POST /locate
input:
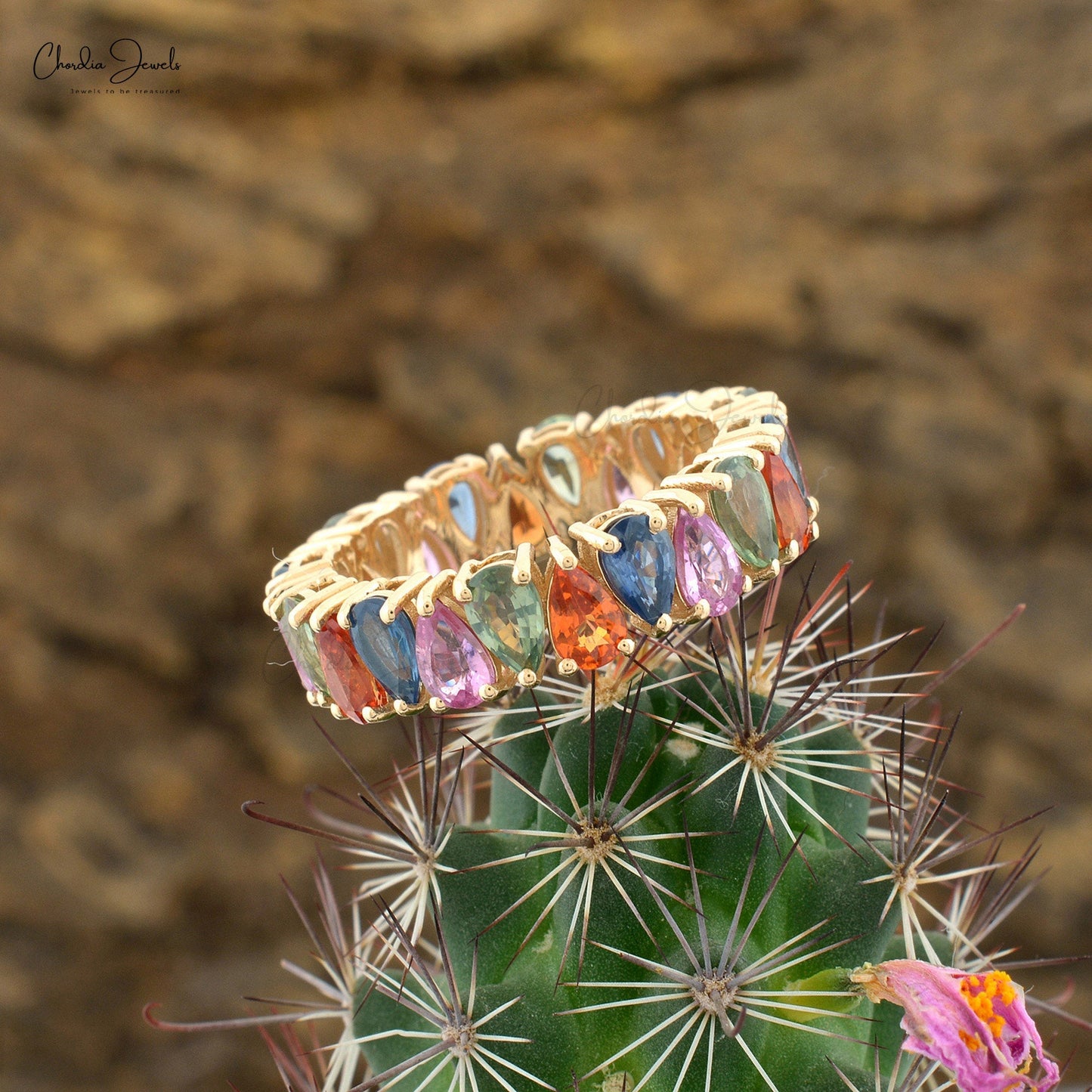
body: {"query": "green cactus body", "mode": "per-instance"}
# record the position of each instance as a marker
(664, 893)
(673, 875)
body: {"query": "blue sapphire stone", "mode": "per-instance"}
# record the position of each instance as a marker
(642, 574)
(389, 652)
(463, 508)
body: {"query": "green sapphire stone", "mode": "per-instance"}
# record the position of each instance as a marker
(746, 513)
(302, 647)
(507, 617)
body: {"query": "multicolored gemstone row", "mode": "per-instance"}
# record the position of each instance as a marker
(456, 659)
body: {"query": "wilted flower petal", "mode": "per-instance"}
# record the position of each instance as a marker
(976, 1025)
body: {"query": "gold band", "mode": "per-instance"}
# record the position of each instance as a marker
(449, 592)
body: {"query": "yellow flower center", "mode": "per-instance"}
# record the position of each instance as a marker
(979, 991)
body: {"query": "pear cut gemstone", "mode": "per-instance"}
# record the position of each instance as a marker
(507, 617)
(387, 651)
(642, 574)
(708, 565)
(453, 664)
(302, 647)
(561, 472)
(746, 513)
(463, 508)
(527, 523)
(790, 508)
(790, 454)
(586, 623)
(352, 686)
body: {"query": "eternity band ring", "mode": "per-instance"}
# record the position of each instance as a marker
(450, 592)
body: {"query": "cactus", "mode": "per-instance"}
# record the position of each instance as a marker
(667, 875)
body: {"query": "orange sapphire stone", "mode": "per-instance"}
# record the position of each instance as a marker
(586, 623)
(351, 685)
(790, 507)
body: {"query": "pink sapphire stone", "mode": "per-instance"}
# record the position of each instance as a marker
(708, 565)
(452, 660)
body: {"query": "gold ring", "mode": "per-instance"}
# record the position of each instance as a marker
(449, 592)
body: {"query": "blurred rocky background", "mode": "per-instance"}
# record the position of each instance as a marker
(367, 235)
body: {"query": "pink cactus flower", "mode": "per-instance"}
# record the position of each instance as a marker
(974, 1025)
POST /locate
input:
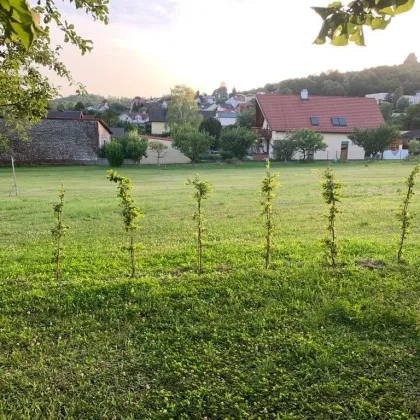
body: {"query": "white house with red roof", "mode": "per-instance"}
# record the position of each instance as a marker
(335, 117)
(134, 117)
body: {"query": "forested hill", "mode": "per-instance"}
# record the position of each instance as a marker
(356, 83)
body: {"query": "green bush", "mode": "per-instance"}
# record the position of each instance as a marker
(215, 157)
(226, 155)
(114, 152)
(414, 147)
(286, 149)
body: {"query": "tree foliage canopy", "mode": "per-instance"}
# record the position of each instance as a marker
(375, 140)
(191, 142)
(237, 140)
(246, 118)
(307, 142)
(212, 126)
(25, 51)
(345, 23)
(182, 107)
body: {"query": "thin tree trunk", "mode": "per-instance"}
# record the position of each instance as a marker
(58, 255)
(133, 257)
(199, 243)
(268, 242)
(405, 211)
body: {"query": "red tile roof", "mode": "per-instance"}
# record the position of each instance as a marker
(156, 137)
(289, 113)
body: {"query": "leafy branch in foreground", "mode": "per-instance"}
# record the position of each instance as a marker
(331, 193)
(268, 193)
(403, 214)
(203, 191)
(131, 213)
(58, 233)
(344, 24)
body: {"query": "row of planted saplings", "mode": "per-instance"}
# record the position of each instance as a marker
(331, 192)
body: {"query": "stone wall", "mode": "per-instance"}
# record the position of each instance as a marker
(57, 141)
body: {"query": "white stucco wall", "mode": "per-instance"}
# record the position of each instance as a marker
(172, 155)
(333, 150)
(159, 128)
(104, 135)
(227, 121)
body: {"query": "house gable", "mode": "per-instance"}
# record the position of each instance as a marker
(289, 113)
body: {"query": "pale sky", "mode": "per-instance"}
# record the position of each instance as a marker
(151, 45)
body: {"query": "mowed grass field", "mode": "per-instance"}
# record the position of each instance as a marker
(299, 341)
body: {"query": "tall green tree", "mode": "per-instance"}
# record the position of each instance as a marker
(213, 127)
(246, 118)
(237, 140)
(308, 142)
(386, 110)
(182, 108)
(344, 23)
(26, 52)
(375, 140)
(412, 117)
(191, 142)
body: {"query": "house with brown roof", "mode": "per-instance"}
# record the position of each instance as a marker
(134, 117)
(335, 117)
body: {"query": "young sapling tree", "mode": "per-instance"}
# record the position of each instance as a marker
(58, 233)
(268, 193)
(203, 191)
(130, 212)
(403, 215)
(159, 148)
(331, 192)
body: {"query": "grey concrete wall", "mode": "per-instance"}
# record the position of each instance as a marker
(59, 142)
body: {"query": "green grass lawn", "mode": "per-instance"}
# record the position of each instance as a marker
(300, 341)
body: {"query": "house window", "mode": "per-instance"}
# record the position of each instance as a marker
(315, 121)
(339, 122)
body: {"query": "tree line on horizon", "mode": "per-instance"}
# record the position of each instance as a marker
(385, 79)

-----

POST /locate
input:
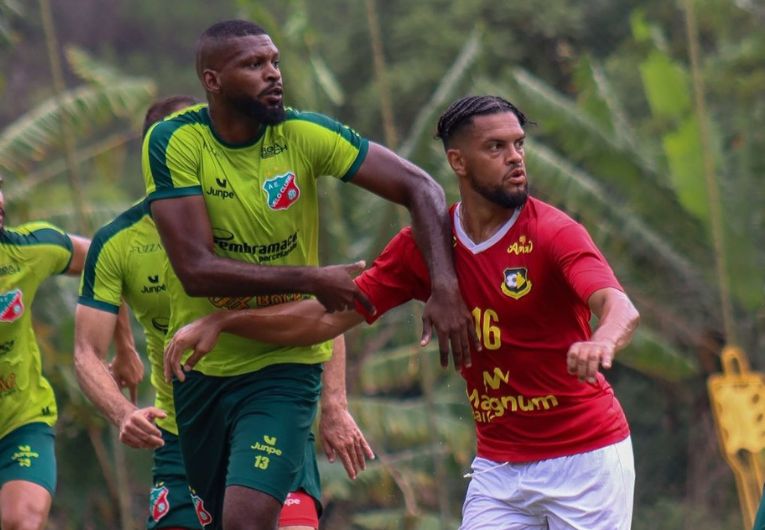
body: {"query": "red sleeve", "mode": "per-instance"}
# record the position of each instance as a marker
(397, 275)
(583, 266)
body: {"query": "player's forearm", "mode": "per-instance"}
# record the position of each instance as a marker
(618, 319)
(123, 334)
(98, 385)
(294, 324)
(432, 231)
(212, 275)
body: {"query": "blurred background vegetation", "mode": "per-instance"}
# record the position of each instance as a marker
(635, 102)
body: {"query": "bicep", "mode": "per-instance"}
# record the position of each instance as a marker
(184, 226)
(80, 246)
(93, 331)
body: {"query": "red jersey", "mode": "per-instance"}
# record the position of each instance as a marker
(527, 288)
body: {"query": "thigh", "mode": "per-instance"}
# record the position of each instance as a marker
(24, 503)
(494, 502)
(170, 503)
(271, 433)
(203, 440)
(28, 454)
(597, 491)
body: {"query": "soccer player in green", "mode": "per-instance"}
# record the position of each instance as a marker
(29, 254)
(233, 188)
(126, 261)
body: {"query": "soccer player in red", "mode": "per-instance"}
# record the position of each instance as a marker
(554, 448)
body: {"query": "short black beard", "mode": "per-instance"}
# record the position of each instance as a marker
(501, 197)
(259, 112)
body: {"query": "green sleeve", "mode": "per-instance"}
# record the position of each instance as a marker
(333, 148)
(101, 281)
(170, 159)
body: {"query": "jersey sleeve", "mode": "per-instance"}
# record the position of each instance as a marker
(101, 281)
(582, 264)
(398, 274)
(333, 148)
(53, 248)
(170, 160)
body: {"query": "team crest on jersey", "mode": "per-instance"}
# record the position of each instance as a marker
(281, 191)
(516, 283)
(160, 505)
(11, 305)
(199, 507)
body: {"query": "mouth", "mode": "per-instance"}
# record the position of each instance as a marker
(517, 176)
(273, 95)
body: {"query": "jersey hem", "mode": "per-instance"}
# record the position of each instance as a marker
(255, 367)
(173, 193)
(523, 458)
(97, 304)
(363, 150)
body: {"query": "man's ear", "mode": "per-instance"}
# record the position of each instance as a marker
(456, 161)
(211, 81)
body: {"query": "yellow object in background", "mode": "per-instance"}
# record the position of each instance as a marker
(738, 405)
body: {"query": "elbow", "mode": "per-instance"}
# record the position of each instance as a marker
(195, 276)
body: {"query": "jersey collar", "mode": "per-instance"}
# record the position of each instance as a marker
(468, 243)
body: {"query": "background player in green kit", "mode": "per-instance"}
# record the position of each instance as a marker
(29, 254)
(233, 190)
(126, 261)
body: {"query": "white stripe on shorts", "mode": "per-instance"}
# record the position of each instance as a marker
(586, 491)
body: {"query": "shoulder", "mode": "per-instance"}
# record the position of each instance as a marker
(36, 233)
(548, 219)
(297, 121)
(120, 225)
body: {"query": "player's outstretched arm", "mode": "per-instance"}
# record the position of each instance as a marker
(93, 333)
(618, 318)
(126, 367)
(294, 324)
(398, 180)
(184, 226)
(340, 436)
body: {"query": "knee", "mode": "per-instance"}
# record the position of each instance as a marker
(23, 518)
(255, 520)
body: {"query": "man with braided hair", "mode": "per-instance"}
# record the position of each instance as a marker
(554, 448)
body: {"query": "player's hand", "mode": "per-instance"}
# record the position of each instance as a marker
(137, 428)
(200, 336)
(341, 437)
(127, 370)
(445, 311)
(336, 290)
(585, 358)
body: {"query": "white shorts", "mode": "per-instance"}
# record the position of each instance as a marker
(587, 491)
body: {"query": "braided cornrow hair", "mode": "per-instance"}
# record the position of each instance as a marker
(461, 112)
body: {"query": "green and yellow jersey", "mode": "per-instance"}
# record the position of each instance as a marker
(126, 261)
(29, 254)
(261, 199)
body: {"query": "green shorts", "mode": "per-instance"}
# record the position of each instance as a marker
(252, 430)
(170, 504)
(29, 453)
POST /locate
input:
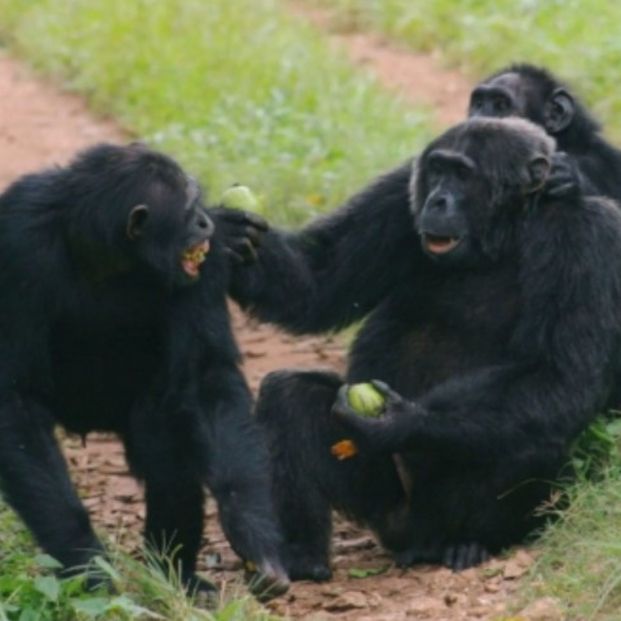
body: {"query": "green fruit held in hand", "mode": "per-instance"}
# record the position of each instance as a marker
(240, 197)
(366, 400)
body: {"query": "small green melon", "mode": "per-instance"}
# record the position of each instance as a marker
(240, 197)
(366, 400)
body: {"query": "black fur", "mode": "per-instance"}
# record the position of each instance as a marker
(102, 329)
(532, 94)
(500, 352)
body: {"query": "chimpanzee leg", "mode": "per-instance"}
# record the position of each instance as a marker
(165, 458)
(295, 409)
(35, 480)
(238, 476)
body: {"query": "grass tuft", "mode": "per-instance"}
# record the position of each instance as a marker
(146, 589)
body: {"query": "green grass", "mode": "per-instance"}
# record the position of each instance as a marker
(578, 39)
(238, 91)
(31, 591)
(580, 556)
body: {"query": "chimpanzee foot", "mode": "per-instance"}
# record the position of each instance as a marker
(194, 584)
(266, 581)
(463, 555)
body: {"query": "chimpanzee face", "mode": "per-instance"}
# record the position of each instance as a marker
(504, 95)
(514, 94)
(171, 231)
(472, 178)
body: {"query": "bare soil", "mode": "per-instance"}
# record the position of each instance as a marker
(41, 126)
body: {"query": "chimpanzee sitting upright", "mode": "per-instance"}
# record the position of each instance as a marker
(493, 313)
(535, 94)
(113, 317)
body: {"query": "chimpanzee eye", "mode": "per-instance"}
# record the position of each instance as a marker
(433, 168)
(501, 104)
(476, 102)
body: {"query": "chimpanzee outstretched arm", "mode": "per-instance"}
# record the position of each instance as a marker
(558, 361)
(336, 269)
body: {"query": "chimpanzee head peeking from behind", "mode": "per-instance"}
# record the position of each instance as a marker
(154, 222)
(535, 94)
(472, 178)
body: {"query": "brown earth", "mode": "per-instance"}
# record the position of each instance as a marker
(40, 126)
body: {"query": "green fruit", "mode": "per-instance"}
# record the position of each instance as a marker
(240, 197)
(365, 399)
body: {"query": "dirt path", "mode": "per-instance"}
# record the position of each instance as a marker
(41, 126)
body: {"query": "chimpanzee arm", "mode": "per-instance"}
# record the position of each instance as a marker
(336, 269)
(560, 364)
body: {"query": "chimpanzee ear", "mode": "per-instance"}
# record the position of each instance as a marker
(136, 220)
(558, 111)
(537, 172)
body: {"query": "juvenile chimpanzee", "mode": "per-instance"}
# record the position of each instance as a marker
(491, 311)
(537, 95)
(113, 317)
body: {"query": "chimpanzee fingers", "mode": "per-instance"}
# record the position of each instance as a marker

-----

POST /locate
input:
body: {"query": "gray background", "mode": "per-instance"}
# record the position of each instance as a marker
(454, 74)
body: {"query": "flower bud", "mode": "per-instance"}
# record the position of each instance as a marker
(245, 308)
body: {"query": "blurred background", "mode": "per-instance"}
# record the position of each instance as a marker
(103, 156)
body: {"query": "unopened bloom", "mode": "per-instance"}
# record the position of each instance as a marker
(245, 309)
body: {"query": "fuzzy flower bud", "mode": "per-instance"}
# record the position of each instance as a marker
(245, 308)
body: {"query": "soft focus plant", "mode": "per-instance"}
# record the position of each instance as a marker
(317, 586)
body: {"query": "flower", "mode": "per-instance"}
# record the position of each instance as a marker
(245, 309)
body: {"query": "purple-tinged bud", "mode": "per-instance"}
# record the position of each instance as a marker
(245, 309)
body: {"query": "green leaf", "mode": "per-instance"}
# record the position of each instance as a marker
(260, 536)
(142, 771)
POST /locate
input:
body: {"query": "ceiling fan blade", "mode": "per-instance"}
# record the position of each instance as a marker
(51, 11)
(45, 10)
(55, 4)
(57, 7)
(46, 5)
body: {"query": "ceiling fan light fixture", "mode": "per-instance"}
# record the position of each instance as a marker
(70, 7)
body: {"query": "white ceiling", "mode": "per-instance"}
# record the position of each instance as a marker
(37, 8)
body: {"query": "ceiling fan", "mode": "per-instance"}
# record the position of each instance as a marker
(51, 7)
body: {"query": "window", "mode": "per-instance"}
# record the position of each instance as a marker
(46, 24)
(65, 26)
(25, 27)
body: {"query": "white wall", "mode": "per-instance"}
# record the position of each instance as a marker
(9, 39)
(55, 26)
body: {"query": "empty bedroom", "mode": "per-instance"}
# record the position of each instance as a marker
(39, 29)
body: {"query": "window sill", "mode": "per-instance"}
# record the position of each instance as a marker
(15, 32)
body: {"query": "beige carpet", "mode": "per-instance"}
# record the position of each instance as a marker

-----

→ **EXERCISE OBJECTIVE**: List every row above that contains the string "brown". Treat uppercase and lowercase as different, so only rows with that exact capitalization count.

→ **RESPONSE TO THE EXERCISE**:
body: {"query": "house with brown roof", "mode": "per-instance"}
body: {"query": "brown earth", "mode": "per-instance"}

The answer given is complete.